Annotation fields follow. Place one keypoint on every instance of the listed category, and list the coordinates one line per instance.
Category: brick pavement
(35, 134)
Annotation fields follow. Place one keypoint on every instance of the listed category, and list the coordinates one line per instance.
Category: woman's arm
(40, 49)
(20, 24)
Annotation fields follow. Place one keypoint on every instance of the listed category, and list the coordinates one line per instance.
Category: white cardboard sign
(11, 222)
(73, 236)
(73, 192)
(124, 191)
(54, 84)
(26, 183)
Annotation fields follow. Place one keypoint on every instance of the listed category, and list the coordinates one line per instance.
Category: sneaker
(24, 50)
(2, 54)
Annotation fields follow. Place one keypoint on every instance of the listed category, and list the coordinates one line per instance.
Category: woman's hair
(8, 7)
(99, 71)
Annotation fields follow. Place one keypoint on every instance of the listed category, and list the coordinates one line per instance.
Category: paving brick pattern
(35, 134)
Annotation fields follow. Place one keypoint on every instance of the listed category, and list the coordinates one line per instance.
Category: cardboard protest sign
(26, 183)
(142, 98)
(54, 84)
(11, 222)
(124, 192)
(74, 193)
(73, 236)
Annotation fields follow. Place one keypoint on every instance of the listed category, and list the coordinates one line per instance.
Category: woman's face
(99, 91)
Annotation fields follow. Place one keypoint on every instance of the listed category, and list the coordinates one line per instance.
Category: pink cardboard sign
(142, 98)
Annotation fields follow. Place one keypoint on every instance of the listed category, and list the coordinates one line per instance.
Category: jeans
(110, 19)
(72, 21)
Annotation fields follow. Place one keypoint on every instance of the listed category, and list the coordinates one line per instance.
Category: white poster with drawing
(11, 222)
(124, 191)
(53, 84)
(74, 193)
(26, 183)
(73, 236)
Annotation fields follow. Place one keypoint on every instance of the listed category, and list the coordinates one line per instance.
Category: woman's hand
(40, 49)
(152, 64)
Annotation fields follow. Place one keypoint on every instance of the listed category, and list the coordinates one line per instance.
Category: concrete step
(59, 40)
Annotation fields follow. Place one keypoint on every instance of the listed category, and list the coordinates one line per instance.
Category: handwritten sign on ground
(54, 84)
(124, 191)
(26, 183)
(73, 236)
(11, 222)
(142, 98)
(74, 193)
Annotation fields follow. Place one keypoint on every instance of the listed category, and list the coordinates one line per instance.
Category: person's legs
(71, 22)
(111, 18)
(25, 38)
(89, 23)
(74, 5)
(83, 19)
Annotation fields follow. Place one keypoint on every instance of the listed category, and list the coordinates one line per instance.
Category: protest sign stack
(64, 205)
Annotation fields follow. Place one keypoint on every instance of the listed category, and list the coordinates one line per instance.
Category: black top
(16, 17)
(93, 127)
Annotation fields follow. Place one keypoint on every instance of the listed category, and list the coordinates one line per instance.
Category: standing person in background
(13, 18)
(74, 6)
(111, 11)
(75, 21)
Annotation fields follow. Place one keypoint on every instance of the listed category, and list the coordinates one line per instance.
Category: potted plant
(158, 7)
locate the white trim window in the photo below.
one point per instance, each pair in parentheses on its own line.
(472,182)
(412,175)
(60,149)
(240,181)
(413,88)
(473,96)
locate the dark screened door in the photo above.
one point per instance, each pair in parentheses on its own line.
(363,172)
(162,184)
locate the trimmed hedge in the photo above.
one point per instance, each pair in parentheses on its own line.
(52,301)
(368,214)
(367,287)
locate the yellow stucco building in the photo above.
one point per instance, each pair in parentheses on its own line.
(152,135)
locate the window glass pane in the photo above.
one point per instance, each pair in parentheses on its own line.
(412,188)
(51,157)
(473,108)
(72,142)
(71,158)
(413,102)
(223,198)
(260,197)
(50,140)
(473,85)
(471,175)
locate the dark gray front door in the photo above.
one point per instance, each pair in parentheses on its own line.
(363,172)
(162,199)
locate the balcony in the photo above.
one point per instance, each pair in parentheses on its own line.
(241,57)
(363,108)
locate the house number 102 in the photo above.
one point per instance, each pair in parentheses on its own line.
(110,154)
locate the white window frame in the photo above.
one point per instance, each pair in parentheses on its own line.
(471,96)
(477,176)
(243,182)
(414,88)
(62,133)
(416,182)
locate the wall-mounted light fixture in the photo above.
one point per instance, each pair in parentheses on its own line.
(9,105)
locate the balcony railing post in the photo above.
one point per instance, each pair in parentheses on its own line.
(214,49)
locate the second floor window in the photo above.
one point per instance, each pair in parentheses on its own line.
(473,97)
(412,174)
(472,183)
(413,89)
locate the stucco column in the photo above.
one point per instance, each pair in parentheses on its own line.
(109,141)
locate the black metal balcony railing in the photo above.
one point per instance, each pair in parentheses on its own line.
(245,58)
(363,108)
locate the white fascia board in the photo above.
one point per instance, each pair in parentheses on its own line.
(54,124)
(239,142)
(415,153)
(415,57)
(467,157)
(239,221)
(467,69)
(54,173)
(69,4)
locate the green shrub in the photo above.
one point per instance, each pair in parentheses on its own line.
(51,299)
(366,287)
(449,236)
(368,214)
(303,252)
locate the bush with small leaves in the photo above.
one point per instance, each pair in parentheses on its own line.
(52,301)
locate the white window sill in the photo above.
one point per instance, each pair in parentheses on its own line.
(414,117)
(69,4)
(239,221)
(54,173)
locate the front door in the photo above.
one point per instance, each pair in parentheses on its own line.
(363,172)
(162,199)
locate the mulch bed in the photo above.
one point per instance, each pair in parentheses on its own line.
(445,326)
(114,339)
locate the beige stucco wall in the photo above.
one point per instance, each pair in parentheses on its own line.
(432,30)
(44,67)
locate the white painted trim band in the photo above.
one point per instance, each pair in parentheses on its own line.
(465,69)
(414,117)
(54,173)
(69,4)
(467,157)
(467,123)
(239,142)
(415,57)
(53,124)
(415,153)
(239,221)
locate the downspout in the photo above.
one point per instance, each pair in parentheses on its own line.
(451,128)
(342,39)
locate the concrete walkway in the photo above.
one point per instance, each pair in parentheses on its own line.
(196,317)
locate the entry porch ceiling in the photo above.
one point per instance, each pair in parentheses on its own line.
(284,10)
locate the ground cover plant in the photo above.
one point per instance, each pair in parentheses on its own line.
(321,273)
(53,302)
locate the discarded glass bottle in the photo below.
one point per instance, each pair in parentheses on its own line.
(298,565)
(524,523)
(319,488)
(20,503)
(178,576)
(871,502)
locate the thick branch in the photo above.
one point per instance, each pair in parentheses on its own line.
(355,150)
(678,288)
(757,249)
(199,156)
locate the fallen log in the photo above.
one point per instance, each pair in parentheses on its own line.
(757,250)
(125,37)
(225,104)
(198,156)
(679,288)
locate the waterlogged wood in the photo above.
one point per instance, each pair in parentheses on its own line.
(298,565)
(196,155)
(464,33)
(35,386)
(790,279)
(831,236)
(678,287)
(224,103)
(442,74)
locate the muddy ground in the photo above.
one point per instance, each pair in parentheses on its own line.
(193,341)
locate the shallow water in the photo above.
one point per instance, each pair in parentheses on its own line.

■ What to produce:
Reproduce without change the rows starting at the line that contains "locate the mulch bed in the photo above." and ending at the last line of the rows.

■ Task response:
locate the mulch bed in the photo above.
one point per instance, each pair in parentheses on its own line.
(445,326)
(114,339)
locate the beige stucco wall in the photo above.
one point per instance, each pair in parentheses on its own line.
(432,30)
(44,67)
locate the white painted trim band in the photo above.
one point per instance, each pair in parentheses on its own line.
(465,69)
(414,117)
(54,173)
(69,4)
(467,157)
(467,123)
(239,142)
(415,57)
(53,124)
(415,153)
(239,221)
locate the downspout in the photo above.
one point per instance, each pair in parentheses on its own line.
(451,128)
(342,39)
locate the concrete walkway in the photo above.
one point per instance, each pair in parentheses on its own line.
(196,317)
locate the entry porch ceiling in the photo above.
one point per instance, each pair in parentheses on its own line.
(284,10)
locate the ground cover plant in the photo above.
one point per instance, each pair in parentheses on its own line.
(321,273)
(53,302)
locate the discarded glass bottle in the photo below.
one point per instance, each pair in parentheses on its own line.
(298,565)
(524,523)
(319,488)
(20,503)
(178,576)
(871,502)
locate the thick branch in the photo above.
one point per instance, each pair in parentheses on its own line.
(355,150)
(678,288)
(757,249)
(199,156)
locate the fallen log in the photo above.
one point per instance, each pair in parentheses on its own line.
(757,250)
(125,37)
(225,104)
(198,156)
(679,288)
locate the waterlogged wood in the photo above.
one point per instance, each pair in parentheses on its own line.
(298,565)
(196,155)
(464,33)
(35,386)
(790,279)
(831,236)
(678,287)
(224,103)
(442,74)
locate the muddy ground in the photo above.
one point per instance, each pair in parentheses on its own line.
(193,341)
locate the shallow water in the photo above.
one point per instance, each pair in parentheses on its own line.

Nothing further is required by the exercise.